### EXERCISE DESCRIPTION
The lines to extract begin at the one containing "woman petting dog ->" and run to the end of the listing; set them down exactly and alone.

### DATASET EXCERPTS

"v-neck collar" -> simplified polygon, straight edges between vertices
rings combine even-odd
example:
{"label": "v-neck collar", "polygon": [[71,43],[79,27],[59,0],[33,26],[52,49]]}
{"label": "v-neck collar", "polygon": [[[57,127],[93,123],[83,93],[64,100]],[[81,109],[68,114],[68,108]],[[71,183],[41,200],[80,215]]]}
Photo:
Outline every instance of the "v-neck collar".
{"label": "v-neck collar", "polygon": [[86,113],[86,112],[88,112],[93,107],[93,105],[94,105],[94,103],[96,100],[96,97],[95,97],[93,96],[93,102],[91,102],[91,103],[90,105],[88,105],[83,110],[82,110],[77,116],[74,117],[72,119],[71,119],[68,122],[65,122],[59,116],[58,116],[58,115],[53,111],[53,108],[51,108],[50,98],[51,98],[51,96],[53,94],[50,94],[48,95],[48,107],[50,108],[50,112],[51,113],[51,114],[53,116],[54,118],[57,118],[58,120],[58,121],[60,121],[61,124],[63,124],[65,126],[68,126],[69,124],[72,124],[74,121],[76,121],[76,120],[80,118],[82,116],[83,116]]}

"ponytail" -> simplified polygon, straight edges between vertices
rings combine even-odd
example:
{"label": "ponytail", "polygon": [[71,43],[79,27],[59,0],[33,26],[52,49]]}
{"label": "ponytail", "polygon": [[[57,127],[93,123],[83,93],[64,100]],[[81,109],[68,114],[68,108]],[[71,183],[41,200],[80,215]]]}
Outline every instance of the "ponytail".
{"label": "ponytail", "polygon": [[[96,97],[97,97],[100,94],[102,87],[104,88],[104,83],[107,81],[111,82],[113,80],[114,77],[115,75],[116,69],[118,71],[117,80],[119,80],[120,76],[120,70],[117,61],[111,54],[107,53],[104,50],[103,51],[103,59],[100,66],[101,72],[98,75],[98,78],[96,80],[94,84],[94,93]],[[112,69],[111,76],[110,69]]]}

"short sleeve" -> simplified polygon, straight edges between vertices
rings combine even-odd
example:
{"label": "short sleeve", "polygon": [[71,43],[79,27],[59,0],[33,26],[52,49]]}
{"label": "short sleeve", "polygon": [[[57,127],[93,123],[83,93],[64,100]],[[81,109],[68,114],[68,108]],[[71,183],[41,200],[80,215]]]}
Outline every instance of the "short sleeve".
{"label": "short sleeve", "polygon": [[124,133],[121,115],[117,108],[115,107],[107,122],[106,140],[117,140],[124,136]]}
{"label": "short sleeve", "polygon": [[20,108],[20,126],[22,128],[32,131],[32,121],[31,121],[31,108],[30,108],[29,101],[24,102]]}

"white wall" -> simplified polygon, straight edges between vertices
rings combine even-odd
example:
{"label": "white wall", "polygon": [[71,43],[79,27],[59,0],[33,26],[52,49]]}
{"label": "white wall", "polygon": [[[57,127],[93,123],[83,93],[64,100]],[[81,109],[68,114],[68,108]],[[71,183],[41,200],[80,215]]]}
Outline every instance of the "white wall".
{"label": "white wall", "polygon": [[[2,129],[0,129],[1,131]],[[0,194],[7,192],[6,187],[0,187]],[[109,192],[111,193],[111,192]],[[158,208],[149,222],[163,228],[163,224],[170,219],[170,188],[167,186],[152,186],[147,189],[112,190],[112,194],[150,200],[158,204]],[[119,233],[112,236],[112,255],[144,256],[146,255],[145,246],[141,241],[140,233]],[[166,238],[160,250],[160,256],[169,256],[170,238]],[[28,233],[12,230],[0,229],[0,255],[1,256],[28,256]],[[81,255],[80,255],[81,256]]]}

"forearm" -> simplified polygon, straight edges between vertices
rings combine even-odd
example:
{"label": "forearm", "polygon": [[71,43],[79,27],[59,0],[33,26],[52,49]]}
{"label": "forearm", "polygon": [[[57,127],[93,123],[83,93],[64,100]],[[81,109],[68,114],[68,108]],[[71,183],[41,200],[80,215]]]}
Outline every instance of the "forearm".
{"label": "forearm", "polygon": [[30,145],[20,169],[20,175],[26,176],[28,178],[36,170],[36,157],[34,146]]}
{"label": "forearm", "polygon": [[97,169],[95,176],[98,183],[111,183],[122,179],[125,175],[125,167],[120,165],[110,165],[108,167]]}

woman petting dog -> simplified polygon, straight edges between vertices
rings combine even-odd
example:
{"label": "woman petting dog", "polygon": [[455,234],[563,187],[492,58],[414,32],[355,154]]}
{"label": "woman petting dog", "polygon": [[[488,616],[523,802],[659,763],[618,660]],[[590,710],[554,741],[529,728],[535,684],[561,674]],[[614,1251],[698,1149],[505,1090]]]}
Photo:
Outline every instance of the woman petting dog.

### ANSWER FOR THIS EXERCISE
woman petting dog -> simplified polygon, straight edges between vertices
rings combine even-odd
example:
{"label": "woman petting dog", "polygon": [[455,234],[563,187],[492,58],[414,32],[355,154]]}
{"label": "woman petting dog", "polygon": [[[488,616],[523,802],[659,763],[618,660]],[[590,710],[554,741],[529,728],[535,684],[561,674]],[[614,1251],[698,1149],[505,1090]]]}
Photo:
Outline every instance of the woman petting dog.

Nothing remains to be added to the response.